DATA PROVIDED
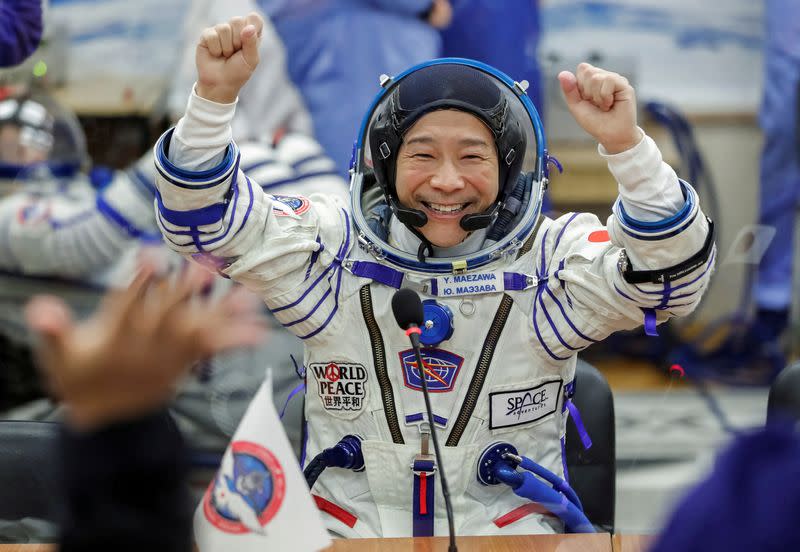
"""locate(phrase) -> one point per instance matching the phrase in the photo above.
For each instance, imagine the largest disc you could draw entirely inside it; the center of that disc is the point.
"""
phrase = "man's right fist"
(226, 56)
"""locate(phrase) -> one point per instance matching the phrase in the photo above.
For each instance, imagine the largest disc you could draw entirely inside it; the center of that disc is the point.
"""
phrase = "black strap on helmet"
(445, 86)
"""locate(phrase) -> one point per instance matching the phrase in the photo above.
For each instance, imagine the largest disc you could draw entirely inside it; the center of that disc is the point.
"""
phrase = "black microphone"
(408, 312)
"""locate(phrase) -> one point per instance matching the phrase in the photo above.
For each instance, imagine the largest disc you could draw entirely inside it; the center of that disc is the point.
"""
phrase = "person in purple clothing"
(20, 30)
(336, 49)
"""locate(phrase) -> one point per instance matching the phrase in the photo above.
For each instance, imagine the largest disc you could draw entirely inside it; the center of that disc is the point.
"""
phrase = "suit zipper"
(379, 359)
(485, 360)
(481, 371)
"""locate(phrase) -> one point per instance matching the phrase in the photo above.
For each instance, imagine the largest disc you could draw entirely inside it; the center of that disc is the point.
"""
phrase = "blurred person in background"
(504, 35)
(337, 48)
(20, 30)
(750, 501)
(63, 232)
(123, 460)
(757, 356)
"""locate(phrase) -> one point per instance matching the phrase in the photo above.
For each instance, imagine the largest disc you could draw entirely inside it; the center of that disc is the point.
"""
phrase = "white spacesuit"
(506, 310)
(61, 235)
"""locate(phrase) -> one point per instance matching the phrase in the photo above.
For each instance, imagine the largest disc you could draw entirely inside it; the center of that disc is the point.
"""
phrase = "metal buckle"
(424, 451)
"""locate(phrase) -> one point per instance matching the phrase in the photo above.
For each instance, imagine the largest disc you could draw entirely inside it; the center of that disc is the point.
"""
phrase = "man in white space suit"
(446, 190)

EXERCISE GOAL
Write out the full listing verbatim, excluding its pictures.

SOLUTION TO THIS EXERCISE
"""locate(phrase) -> one point per instance matching the phrase in the photo above.
For each instance, imagine the largest disc you could draw entirely inside it; the center of that disc is the point.
"""
phrase = "man's right fist"
(226, 56)
"""locate(phrase) -> one point per instance matching the phrase in the photo above.
For each instance, imagine the largest disc you could draw entirely inside it; the center of that disc is the point.
"""
phrase = "black strap on helmet"
(445, 86)
"""locate(phrase) -> one point per instance matching the phrase in the photo above.
For each instance, imagine the largest disc you could draw entirely inside it; the center of that disc is the point.
"""
phrase = "black microphone"
(408, 312)
"""locate(phrase) -> one point per instance matching the phrase in the photo above.
For each instance, imagine the largest disc you could draw entirely inside it; the center of that disc is the point.
"""
phrase = "person in purple clothing"
(20, 30)
(336, 49)
"""locate(phrase) -> one point per instance matching the phrase in the photo above.
For each instance, imagine the largest disc you could draw entirely inside it; the center of that disc is the point.
"""
phrase = "suit zipper"
(379, 359)
(485, 360)
(481, 371)
"""locate(phrase) -> one point per instance matching the phrase in the photo above.
For each instance, imagine the largest disc you could draw entirely inside it; the center of that disc is the point.
"""
phrase = "blurred person in background"
(504, 35)
(337, 48)
(20, 30)
(750, 501)
(63, 232)
(123, 460)
(757, 356)
"""locate(phrase) -> one point per instance matching the phrase in the photo above.
For each instance, imagine the largest disc you could draw entirely inside it; the center of that disc is the point.
"""
phrase = "white spacesuit"
(506, 310)
(61, 235)
"""locate(phrase) -> one point per instance matching the phrase in the photo above.
For each instance, imagine the largest disc you could draw entirely inside it; the center of that disc is the point.
"""
phrase = "metal buckle"
(424, 451)
"""locate(phrase) -> one point per instance matching the phrase in the photo above.
For each instance, imagine the largest disc you could draw entirely inside it; the center of that disc is the point.
"""
phrase = "man in white space suit"
(446, 190)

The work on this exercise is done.